Records from a data source
************

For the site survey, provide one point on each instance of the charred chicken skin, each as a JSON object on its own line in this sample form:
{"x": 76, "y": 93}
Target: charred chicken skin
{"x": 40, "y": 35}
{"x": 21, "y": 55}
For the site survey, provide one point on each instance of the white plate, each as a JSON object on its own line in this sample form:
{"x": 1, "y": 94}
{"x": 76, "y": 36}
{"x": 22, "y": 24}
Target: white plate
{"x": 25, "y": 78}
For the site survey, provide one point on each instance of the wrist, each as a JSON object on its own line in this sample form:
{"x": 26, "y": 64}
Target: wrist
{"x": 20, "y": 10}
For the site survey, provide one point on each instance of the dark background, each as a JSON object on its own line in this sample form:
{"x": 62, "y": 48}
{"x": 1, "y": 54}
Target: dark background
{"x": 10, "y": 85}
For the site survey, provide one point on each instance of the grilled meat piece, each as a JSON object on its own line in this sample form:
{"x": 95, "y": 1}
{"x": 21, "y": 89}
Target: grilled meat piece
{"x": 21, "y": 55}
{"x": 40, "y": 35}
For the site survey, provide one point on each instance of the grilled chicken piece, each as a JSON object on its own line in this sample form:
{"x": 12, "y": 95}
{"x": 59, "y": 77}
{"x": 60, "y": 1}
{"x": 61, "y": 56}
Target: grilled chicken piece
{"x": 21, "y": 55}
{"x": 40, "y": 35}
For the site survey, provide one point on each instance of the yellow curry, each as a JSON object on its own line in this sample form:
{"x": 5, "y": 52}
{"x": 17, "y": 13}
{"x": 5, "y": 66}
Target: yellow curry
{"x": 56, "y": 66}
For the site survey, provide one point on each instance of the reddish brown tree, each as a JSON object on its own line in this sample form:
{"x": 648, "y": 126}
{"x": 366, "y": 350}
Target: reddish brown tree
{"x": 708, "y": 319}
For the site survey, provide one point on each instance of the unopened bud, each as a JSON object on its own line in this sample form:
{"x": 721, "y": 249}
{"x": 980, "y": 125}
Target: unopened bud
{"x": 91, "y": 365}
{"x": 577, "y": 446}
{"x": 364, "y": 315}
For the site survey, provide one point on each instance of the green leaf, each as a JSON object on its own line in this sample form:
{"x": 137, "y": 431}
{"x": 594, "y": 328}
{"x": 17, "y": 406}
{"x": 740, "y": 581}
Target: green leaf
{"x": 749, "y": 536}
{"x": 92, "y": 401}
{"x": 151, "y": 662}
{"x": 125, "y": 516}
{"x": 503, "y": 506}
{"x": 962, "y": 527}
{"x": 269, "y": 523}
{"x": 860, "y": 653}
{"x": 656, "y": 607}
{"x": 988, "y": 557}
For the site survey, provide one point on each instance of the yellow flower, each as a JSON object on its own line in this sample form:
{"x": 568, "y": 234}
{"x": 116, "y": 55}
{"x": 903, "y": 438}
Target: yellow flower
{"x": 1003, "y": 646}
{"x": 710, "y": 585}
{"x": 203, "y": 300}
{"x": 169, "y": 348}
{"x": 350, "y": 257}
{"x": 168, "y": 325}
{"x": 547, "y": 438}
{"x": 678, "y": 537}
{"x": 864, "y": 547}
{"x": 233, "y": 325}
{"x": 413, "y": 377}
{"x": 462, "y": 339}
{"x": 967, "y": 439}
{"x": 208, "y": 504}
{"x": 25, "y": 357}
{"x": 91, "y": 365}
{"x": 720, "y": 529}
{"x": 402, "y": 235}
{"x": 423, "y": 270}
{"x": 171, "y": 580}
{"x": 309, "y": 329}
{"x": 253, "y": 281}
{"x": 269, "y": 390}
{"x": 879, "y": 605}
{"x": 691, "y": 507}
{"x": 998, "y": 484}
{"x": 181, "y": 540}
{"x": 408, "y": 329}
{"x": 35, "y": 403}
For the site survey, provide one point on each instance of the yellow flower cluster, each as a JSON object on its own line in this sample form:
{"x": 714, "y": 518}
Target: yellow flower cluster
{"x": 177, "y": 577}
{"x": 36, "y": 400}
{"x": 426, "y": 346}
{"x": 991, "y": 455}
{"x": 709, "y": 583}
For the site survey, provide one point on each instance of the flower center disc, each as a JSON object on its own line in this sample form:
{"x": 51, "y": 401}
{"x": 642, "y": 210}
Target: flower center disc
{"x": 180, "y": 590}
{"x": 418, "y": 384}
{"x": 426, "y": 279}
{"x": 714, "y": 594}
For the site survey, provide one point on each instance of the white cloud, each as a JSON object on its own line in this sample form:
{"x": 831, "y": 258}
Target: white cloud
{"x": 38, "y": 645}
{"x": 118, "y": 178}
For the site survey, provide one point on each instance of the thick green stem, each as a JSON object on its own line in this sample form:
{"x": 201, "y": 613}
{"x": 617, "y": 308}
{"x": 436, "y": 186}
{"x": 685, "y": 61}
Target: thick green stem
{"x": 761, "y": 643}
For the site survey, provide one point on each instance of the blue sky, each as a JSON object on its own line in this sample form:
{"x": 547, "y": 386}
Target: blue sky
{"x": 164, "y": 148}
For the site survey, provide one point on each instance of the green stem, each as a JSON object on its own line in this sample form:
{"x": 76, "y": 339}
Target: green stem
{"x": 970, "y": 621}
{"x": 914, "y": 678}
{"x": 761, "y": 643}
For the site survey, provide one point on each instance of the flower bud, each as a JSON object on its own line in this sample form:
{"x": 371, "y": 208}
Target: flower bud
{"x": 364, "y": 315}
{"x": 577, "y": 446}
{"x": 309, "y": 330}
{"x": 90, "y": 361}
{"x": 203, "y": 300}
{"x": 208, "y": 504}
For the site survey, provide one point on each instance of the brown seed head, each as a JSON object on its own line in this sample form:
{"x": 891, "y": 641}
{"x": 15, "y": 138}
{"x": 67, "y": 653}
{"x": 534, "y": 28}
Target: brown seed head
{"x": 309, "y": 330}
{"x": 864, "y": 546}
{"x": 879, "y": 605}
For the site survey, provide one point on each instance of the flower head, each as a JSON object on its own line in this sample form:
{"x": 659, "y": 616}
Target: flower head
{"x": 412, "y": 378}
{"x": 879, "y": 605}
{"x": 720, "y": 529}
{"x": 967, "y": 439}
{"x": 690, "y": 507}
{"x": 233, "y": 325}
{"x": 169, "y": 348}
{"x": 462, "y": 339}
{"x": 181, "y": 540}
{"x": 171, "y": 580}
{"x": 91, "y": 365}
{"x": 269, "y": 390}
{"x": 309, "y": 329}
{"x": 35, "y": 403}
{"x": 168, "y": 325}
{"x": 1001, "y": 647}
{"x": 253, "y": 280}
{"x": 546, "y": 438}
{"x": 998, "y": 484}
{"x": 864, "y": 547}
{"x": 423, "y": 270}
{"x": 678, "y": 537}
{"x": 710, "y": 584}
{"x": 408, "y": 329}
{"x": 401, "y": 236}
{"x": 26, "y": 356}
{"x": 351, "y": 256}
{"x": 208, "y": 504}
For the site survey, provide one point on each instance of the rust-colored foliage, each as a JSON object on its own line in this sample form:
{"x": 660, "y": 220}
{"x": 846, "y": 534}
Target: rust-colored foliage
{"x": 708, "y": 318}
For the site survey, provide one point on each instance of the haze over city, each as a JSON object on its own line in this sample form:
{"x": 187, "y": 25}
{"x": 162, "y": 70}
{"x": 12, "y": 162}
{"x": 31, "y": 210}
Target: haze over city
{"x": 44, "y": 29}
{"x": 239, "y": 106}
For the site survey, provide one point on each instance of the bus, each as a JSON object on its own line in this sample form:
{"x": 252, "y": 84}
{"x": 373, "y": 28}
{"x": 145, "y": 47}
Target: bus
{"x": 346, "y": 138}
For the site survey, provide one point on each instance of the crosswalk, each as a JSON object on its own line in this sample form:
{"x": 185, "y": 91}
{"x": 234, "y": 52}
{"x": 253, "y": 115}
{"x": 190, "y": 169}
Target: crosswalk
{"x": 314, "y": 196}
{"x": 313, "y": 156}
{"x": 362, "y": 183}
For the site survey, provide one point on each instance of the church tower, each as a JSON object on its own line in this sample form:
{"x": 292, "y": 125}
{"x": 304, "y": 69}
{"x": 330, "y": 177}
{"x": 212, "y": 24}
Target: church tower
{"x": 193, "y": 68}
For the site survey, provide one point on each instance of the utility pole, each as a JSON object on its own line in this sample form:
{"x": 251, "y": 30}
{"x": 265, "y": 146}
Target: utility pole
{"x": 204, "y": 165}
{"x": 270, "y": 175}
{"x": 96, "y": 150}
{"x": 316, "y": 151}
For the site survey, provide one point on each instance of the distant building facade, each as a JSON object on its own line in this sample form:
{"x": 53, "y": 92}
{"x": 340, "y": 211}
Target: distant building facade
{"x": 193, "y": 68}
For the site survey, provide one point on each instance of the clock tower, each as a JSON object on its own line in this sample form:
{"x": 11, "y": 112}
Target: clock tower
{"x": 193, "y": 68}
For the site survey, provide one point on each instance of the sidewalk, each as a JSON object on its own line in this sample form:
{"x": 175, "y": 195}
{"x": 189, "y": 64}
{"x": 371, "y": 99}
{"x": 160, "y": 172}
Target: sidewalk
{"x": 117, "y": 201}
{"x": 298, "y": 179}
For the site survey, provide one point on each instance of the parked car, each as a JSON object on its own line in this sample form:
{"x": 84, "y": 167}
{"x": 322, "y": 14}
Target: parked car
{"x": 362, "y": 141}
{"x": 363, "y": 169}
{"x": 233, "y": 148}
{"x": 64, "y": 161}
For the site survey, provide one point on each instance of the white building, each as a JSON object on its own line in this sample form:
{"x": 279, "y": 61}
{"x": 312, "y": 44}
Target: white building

************

The answer must be the lines from the one containing "of the parked" through the last line of the records, copied exactly, with nothing else.

Response area
For the site survey, provide one point on each instance of the parked car, each as a JSON object on its own line in this sample form:
{"x": 84, "y": 167}
{"x": 322, "y": 14}
Target: parked car
{"x": 362, "y": 141}
{"x": 363, "y": 169}
{"x": 233, "y": 148}
{"x": 64, "y": 161}
For the site survey, provide one point on each instance of the white building, each as a JSON object on its own line in this sample form:
{"x": 279, "y": 61}
{"x": 312, "y": 44}
Target: white building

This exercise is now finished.